* [Requirement]:
Give only the entries from the line with "of the christmas" through the line with "[[358, 97], [264, 116]]" below as a two-column CSV headed entry_text and answer, one row per entry. Put each entry's text and its answer in separate quoted fields, with line breaks inside a field turned into spaces.

* [Dataset rows]:
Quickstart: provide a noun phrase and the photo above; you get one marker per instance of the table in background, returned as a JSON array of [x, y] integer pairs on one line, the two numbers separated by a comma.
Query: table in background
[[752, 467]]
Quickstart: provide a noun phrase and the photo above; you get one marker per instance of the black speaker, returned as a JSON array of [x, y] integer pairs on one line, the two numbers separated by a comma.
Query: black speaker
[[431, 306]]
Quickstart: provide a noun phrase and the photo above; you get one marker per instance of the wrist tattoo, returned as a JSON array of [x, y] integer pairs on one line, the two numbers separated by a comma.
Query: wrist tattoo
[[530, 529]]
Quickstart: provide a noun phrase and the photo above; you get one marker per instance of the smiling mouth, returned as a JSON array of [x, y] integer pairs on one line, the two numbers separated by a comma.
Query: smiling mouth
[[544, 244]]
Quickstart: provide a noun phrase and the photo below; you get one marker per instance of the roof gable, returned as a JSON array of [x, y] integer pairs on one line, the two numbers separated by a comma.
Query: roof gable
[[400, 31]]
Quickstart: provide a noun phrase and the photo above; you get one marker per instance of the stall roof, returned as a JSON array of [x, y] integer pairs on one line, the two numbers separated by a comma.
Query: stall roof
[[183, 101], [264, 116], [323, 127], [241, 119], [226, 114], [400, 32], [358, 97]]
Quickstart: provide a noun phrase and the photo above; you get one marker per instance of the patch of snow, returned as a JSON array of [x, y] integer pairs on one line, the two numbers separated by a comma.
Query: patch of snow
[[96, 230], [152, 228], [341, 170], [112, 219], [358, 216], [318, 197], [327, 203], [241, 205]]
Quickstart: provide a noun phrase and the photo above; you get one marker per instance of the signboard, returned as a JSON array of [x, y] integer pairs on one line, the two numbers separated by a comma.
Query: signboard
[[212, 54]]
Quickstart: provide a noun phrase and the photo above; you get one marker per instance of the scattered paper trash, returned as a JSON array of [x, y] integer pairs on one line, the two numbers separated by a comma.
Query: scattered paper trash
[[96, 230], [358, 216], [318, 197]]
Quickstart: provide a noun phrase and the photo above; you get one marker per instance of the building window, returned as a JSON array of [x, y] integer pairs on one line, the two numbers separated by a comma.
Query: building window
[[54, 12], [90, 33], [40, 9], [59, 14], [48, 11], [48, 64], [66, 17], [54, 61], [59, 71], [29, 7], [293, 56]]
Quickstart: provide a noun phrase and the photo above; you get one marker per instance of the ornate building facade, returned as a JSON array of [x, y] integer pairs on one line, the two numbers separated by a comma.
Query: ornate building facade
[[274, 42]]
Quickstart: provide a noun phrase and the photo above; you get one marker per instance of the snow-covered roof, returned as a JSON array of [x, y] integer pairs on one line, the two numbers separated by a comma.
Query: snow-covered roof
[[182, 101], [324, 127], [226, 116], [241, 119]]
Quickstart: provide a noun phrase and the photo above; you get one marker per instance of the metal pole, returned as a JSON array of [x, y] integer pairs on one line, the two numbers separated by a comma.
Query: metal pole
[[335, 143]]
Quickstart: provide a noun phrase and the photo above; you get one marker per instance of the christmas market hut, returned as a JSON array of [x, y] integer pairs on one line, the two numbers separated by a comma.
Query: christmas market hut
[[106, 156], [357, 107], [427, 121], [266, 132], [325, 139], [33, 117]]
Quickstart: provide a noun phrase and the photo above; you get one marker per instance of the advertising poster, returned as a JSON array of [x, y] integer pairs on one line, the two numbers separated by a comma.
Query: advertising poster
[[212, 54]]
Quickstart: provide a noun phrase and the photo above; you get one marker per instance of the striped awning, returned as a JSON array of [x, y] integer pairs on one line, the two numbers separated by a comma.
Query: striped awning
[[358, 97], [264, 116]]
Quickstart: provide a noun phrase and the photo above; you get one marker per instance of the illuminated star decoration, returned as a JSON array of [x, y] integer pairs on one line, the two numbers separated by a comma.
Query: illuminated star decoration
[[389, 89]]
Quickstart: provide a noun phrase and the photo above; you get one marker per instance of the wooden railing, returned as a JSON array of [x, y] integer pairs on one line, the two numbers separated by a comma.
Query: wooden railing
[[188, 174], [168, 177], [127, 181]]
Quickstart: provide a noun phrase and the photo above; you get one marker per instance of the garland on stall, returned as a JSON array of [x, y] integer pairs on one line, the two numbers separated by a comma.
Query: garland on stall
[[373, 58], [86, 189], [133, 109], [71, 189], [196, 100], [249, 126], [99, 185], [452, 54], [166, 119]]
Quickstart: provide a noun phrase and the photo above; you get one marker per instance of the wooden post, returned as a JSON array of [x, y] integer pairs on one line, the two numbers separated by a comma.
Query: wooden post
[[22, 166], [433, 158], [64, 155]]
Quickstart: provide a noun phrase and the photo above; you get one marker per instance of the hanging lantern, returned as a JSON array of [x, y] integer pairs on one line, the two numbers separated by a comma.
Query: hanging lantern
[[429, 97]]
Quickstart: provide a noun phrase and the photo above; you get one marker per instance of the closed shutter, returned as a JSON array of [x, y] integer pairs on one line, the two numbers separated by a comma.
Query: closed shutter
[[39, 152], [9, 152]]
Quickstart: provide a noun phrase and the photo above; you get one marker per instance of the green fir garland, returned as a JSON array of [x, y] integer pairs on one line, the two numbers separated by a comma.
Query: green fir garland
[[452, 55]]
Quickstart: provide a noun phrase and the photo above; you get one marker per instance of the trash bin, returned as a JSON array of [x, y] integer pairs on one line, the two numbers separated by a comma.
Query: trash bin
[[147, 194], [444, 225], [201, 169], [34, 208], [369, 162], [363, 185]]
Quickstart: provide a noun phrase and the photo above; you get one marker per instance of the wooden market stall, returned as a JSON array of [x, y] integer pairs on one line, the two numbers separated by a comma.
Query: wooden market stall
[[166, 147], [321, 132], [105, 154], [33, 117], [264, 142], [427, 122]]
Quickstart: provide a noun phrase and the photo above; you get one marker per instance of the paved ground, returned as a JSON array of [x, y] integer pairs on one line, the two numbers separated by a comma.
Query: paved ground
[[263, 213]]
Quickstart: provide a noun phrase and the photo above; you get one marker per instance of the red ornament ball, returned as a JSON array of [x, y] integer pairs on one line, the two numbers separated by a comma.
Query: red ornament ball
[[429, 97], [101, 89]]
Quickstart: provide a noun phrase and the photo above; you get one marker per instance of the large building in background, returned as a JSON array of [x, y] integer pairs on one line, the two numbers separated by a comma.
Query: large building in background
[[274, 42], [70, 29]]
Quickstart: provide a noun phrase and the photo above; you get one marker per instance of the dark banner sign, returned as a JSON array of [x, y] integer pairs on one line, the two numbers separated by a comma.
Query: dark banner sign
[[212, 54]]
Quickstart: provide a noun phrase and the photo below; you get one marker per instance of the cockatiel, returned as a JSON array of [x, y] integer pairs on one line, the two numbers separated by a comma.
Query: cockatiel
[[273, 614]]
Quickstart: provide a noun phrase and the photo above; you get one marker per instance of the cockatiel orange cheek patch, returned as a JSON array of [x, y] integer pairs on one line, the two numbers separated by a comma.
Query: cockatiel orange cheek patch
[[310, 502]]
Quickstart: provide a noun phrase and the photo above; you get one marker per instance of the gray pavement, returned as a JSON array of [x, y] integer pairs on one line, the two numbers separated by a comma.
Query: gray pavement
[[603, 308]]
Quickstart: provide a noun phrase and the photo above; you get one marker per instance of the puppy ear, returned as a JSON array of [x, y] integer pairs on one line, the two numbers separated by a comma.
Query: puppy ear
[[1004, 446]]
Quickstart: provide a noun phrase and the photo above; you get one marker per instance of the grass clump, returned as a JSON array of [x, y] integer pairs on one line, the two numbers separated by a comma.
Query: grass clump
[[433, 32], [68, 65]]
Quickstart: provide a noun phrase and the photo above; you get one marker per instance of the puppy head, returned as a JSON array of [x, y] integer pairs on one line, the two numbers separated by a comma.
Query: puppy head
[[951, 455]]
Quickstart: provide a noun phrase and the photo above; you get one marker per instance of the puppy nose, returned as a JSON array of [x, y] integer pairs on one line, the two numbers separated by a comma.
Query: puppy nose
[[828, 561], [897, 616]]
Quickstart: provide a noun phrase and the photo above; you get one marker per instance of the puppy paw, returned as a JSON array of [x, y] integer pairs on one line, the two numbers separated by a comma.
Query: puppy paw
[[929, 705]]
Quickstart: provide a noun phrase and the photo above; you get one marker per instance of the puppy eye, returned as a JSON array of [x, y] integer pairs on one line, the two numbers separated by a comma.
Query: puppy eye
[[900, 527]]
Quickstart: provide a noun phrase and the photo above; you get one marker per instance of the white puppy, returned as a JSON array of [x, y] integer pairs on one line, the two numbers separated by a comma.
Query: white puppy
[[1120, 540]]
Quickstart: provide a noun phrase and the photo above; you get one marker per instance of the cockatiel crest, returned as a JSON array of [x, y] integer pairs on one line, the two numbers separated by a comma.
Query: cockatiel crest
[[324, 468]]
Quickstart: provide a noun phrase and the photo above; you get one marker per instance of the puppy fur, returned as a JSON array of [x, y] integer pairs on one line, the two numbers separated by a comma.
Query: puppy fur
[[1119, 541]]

* [Response to the exercise]:
entry_text,answer
"Quickstart: provide a noun phrase and the photo above; you get one marker per instance of the christmas market hut, returned as a JSON array of [x, y] integer pairs on one line, the two numbers separated by a comma. Query: christmas market hut","[[106, 156], [357, 107], [427, 121], [266, 132], [325, 139], [33, 117]]"
"Quickstart: provide a noun phrase and the photo above; you get one marker per instance of the advertising poster, returned as a JSON array of [x, y] integer pairs on one line, the two numbers separated by a comma. Query: advertising poster","[[212, 54]]"
"Quickstart: provide a noun phrase and the photo above; you get one marker per instance of the striped awning, returned as a JSON array of [x, y] integer pairs on one line, the two numbers separated by a comma. Query: striped awning","[[358, 97], [264, 116]]"